Print the data exactly, leaving nothing out.
* Start PROVIDED RECORDS *
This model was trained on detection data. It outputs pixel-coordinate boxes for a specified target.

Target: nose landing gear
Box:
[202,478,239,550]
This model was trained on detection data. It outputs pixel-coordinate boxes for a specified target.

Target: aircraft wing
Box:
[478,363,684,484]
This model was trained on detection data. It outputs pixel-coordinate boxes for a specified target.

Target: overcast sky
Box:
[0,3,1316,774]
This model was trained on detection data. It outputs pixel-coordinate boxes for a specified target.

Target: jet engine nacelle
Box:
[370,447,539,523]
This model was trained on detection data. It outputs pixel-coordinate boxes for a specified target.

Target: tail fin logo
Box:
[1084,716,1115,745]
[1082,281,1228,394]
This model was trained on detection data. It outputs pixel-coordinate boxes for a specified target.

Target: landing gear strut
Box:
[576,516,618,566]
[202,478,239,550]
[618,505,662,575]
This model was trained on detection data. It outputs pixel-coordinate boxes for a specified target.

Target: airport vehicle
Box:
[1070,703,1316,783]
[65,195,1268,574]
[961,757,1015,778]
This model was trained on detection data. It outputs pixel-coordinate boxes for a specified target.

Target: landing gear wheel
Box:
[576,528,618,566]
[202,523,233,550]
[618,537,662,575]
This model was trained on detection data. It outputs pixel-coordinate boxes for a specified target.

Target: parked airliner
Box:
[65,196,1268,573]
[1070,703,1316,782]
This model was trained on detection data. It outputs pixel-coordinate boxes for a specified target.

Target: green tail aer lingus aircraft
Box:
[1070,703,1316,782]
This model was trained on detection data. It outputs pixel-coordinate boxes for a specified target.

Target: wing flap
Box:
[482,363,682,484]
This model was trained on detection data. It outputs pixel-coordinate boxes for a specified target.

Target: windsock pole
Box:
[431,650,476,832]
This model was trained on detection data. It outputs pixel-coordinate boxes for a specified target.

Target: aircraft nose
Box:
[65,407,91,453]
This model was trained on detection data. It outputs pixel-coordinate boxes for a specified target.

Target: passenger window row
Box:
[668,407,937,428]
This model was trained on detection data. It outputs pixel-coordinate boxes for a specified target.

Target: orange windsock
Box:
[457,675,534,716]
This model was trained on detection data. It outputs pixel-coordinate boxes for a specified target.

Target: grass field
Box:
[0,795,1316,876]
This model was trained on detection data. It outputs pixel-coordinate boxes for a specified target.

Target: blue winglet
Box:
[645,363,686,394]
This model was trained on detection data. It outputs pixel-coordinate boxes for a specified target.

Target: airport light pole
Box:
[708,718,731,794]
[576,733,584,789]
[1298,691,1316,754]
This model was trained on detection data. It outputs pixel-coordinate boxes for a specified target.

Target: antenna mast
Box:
* End PROVIDED RECORDS *
→ **RESPONSE TO THIS EXERCISE**
This model was trained on detection data. It outputs pixel-coordinate boxes for a specified target.

Target: nose landing gear
Box:
[202,478,239,550]
This model was trained on detection data. It outputs pixel-coordinate boxes for a specified target.

Target: aircraft wing
Box:
[478,363,684,484]
This model was trained on detection data. It outputs pixel-coordinate boxes for a specified target.

Target: overcast sky
Box:
[0,3,1316,774]
This model was trained on detection data. It outputs pixel-coordinate boxes for a specified target.

Target: jet engine nacelle
Box:
[370,447,539,523]
This model was trained on detection data. It outputs pixel-coordinate boxes for a specified target.

Target: tail fin logo
Box:
[1084,716,1115,745]
[1082,281,1228,394]
This model was trained on detection data. It outputs pixel-coordinate boxes for a specified target.

Target: landing gear strut
Box:
[576,516,618,566]
[202,478,239,550]
[618,505,662,575]
This model was trained on detection data. It outputs pixel-coordinate boxes for a specified target.

Target: airport vehicle
Box:
[1070,703,1316,783]
[65,195,1268,574]
[961,757,1015,778]
This model was trained on detection data. It outputs pixel-coordinate boxes for a specified target.

Target: landing gear wheel
Box:
[576,528,618,566]
[202,523,233,550]
[618,537,662,575]
This model was trained on detection data. It outputs pixel-coordinate boxes for a specified target.

Target: parked airliner
Box:
[65,196,1268,573]
[1070,703,1316,782]
This model was trained on detection data. It outputs pixel-coordinate boxes for a specified target.

Target: green tail aer lingus aircraft
Box:
[1070,703,1316,782]
This model was trained on detection data. It outputs pixel-coordinate boxes for a specified target.

Target: wing flap
Box:
[482,363,682,484]
This model was trained on detection data. It outputs pixel-coordinate boxes for a specified target.

Target: windsock pole
Box:
[431,650,476,832]
This model was trained on detection data. It outputs pixel-coordinate boxes for a specified target.

Target: aircraft nose
Box:
[65,407,91,453]
This model was trained on detection data. It outputs pixel-coordinate boxes for a specified target.

Target: passenger window row
Box:
[668,407,937,428]
This model was trained on detection data. It outputs pixel-coordinate boxes for a specified target.

Target: orange windsock
Box:
[457,675,534,716]
This model was trained on detection data. It outputs pixel-coordinate boxes for a specified target.

Target: grass field
Box:
[0,795,1316,876]
This model was trained on detection data. It outputs pixel-coordinate boxes for a specified target.

Target: blue winglet
Box:
[645,363,686,394]
This model was trained on detection data. It outputs pixel-coordinate boxes for a specified target.

Target: airport light pole
Box:
[708,718,731,794]
[576,733,584,789]
[1298,691,1316,754]
This model was trained on detection data. It outputs pixel-coordinate boxes for a specified target.

Target: antenna mast
Box:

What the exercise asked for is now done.